— Exercise directions —
Transcribe verbatim every line from the line containing "bottle in the photo above." to the end of the entries, including both endpoints. Output nothing beyond those lines.

— Material for the task —
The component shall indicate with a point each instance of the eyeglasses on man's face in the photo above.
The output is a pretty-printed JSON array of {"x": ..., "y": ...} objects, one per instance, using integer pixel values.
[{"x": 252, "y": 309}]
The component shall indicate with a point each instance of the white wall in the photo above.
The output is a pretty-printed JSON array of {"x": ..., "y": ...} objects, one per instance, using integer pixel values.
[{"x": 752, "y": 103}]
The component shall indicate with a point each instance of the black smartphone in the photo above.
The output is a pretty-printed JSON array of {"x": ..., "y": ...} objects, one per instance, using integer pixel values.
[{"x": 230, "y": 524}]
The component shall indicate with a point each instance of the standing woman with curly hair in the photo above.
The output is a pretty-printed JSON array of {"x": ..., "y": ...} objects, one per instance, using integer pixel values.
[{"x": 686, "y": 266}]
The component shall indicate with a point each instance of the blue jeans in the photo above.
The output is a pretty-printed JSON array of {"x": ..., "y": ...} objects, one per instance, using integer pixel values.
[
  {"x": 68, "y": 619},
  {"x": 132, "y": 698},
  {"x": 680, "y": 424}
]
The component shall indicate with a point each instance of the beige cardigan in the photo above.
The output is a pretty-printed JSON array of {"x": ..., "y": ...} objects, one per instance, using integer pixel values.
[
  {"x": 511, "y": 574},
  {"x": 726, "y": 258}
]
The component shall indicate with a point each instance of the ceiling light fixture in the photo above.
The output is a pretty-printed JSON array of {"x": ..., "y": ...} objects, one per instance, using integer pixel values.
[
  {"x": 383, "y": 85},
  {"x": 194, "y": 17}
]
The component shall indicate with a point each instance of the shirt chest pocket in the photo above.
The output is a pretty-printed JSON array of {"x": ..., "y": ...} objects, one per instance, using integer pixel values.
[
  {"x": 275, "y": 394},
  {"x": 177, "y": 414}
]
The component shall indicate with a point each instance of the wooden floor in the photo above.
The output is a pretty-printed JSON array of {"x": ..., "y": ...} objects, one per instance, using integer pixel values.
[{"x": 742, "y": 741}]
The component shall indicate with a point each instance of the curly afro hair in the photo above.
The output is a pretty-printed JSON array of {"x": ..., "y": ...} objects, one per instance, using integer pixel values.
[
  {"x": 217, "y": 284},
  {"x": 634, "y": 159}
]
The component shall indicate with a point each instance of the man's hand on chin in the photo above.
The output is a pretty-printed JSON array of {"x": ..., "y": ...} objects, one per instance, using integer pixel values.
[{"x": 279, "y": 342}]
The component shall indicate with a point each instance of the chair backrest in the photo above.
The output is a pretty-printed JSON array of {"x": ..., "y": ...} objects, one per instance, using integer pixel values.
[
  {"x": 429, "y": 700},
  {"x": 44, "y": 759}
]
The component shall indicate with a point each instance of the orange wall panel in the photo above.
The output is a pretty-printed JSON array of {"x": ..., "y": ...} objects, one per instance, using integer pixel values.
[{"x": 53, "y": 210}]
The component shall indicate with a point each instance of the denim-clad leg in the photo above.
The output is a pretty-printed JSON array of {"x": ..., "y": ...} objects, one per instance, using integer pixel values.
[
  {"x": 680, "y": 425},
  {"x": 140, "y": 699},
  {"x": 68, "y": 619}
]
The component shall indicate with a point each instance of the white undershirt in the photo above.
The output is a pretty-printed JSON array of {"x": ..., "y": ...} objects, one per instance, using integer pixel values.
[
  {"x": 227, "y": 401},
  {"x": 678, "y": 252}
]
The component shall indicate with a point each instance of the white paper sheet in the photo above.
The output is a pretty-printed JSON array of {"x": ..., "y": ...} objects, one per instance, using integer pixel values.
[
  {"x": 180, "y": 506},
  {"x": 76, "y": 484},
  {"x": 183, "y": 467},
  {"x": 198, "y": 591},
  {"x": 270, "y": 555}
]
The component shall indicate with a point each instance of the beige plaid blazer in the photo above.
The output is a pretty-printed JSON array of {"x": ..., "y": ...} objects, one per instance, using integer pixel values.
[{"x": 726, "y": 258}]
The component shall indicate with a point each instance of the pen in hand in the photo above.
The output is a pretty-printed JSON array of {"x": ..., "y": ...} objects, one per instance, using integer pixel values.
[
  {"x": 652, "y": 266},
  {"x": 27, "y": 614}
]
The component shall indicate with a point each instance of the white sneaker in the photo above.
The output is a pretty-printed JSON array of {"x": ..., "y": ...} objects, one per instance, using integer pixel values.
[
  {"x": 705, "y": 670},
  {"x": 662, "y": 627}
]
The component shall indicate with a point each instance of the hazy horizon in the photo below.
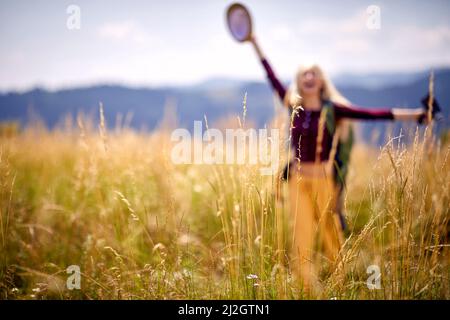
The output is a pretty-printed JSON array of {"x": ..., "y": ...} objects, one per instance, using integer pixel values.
[{"x": 157, "y": 44}]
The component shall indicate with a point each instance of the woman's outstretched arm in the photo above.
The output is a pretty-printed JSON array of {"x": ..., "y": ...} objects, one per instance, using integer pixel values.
[
  {"x": 408, "y": 114},
  {"x": 354, "y": 112},
  {"x": 274, "y": 81}
]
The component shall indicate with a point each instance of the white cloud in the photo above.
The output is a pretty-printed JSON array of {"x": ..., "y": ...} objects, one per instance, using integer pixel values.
[{"x": 123, "y": 30}]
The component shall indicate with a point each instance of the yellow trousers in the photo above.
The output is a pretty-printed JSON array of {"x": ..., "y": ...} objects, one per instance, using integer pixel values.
[{"x": 315, "y": 223}]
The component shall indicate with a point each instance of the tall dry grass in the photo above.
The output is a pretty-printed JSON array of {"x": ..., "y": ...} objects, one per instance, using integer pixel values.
[{"x": 141, "y": 227}]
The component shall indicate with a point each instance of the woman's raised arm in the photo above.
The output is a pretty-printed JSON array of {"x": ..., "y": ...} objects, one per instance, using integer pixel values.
[{"x": 274, "y": 81}]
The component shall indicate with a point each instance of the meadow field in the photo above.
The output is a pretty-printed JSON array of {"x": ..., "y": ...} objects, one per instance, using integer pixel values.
[{"x": 140, "y": 227}]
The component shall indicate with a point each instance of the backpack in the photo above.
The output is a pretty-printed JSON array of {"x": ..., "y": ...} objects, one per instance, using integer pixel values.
[{"x": 341, "y": 159}]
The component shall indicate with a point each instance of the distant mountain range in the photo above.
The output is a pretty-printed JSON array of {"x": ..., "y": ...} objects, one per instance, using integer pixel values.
[{"x": 216, "y": 98}]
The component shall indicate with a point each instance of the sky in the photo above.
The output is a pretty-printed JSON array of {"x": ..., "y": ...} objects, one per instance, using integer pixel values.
[{"x": 159, "y": 43}]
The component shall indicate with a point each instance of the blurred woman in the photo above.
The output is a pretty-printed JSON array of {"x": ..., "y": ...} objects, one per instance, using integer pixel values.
[{"x": 316, "y": 129}]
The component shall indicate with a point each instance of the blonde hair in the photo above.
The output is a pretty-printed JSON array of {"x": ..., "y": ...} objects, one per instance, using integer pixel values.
[{"x": 328, "y": 92}]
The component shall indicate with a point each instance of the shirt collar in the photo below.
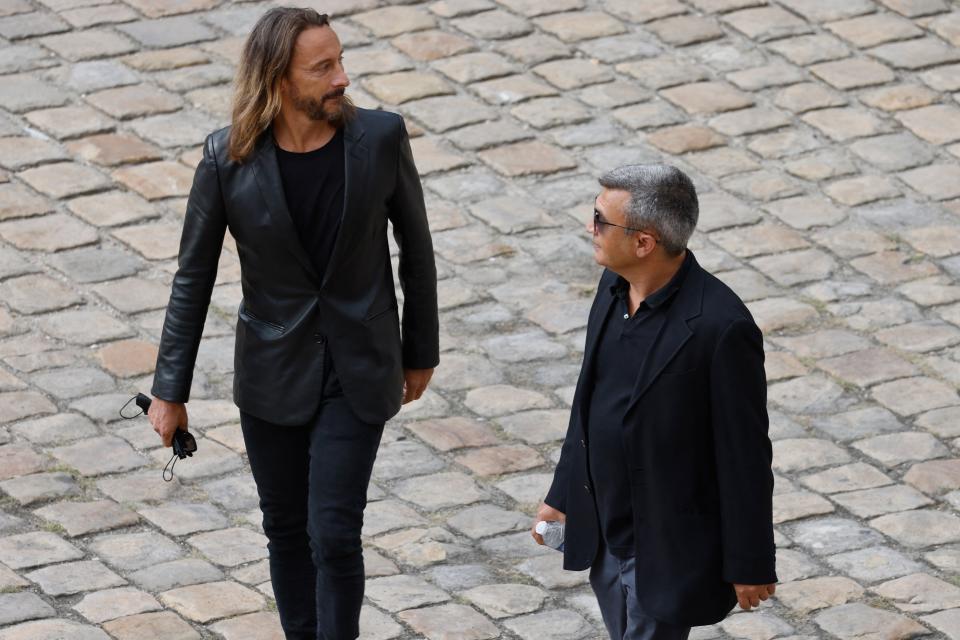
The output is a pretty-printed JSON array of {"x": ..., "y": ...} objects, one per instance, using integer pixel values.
[{"x": 620, "y": 287}]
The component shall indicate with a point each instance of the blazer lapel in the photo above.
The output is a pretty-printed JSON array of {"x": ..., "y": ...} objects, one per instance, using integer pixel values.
[
  {"x": 267, "y": 171},
  {"x": 355, "y": 164},
  {"x": 675, "y": 332},
  {"x": 598, "y": 318}
]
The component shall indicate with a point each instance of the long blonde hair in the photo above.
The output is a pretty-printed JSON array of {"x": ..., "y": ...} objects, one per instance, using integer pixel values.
[{"x": 263, "y": 64}]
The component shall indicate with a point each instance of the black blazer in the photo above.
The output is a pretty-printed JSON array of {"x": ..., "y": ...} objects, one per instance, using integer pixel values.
[
  {"x": 699, "y": 457},
  {"x": 288, "y": 317}
]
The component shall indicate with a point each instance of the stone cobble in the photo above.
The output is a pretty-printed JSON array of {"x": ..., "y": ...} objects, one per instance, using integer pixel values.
[{"x": 822, "y": 137}]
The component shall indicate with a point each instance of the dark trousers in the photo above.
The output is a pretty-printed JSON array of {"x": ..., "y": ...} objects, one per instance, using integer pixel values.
[
  {"x": 614, "y": 581},
  {"x": 312, "y": 480}
]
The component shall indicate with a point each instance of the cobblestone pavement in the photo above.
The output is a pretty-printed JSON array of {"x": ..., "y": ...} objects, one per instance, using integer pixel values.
[{"x": 823, "y": 136}]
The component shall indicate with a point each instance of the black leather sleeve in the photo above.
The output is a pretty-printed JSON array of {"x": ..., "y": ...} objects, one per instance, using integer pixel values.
[
  {"x": 418, "y": 271},
  {"x": 743, "y": 453},
  {"x": 200, "y": 245}
]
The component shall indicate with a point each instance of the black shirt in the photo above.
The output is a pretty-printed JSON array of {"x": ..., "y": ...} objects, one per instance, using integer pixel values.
[
  {"x": 313, "y": 183},
  {"x": 623, "y": 345}
]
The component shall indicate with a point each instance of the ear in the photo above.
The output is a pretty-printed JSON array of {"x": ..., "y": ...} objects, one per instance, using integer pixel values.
[{"x": 645, "y": 244}]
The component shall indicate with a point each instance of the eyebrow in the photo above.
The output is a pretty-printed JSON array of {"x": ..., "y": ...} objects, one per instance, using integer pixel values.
[{"x": 326, "y": 61}]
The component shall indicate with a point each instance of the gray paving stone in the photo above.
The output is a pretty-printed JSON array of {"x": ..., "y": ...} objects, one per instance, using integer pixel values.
[
  {"x": 167, "y": 32},
  {"x": 205, "y": 602},
  {"x": 37, "y": 487},
  {"x": 52, "y": 629},
  {"x": 388, "y": 515},
  {"x": 19, "y": 607},
  {"x": 896, "y": 448},
  {"x": 449, "y": 621},
  {"x": 132, "y": 551},
  {"x": 110, "y": 604},
  {"x": 178, "y": 519},
  {"x": 81, "y": 518},
  {"x": 33, "y": 549},
  {"x": 919, "y": 528},
  {"x": 178, "y": 573},
  {"x": 743, "y": 625},
  {"x": 395, "y": 593},
  {"x": 766, "y": 23},
  {"x": 806, "y": 596},
  {"x": 217, "y": 459},
  {"x": 75, "y": 577},
  {"x": 828, "y": 536},
  {"x": 557, "y": 623},
  {"x": 928, "y": 394},
  {"x": 873, "y": 502},
  {"x": 945, "y": 621},
  {"x": 857, "y": 620},
  {"x": 851, "y": 477},
  {"x": 230, "y": 547},
  {"x": 804, "y": 453},
  {"x": 439, "y": 490},
  {"x": 874, "y": 564},
  {"x": 99, "y": 456},
  {"x": 25, "y": 93},
  {"x": 797, "y": 505},
  {"x": 793, "y": 565}
]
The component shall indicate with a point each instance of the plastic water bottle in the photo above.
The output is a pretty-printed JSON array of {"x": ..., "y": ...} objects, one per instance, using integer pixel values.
[{"x": 552, "y": 533}]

— Exercise solution —
The component shall indicate with a point each instance of the plastic water bottle in the photo above.
The output is a pretty-printed JSON array of {"x": ..., "y": ...} objects, one per instance, using integer pixel values.
[{"x": 552, "y": 533}]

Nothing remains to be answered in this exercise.